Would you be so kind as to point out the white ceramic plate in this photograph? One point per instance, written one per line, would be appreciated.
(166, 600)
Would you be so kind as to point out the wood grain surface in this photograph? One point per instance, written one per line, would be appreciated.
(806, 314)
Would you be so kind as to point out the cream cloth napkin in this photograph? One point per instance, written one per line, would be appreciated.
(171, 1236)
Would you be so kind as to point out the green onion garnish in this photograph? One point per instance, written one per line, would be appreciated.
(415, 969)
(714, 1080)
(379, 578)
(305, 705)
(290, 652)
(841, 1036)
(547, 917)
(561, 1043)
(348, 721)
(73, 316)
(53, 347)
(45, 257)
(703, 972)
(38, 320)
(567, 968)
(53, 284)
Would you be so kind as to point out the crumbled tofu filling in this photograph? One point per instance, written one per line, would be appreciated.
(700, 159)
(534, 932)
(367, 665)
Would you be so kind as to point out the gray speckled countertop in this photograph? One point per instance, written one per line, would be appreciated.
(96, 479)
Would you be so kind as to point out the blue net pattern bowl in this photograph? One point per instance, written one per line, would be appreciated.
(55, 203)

────────────────────

■ Assignment ■
The material above must be output in full. Keep every word as it is.

■ Response ■
Would you be so kind as to point out the white ceramic plate in this photograph? One point per instance, written one per line, would be appreciated.
(166, 600)
Would you be so kind as to point out the wood grain surface in this photograph? One point per instance, written one per line, would be appreciated.
(806, 314)
Would you be so kind as to point out the cream cloth napkin in this photograph? One point per instance, written one per line, would be appreciated.
(171, 1236)
Would you be so kind as to point out the green onion garnish in this photograph? One point per instance, written one per line, would be appreciated.
(415, 969)
(714, 1080)
(379, 578)
(305, 705)
(290, 652)
(841, 1036)
(547, 917)
(561, 1043)
(348, 721)
(73, 316)
(53, 347)
(45, 257)
(703, 972)
(38, 320)
(567, 968)
(53, 284)
Would you be so kind as to point out the crumbled tofu filling in this photograph? One point per instance, written one per line, would be appreciated.
(700, 159)
(534, 932)
(367, 665)
Would you be so kind as to point out the gray speckled countertop in this photograph? One point per instance, written one per line, would be appreciated.
(96, 479)
Would you be so kind as to point out the blue net pattern bowl in this photograph? One point per instance, written one per line, would be appreciated.
(55, 203)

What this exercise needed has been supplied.